TASK DESCRIPTION:
Could you quote, exactly as they stand, the lines running from the one with "One pin marks each instance of the open" to the final line of the material?

DATA EXTRACTS:
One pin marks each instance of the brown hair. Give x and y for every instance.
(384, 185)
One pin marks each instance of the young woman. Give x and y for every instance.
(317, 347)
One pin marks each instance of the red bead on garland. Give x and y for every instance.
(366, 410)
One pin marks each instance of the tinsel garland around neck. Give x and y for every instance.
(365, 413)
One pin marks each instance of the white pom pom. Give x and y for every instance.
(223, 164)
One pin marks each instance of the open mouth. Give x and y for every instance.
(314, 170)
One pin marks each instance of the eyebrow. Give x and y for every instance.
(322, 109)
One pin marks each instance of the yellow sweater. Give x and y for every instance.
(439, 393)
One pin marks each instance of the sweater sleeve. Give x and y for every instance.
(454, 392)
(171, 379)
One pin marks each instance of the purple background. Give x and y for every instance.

RESULT BELOW:
One pin marks each instance of the open mouth. Give x and y for every instance.
(314, 170)
One pin marks each instance of the eyebrow. Give x and y for every instance.
(322, 109)
One pin marks each instance of the yellow sweater. Give x and y for every instance.
(439, 393)
One pin marks each instance of the sweater sleeve. Give x and y for every instance.
(454, 392)
(171, 379)
One pin marks each instance of the purple background. Give x and y for every instance.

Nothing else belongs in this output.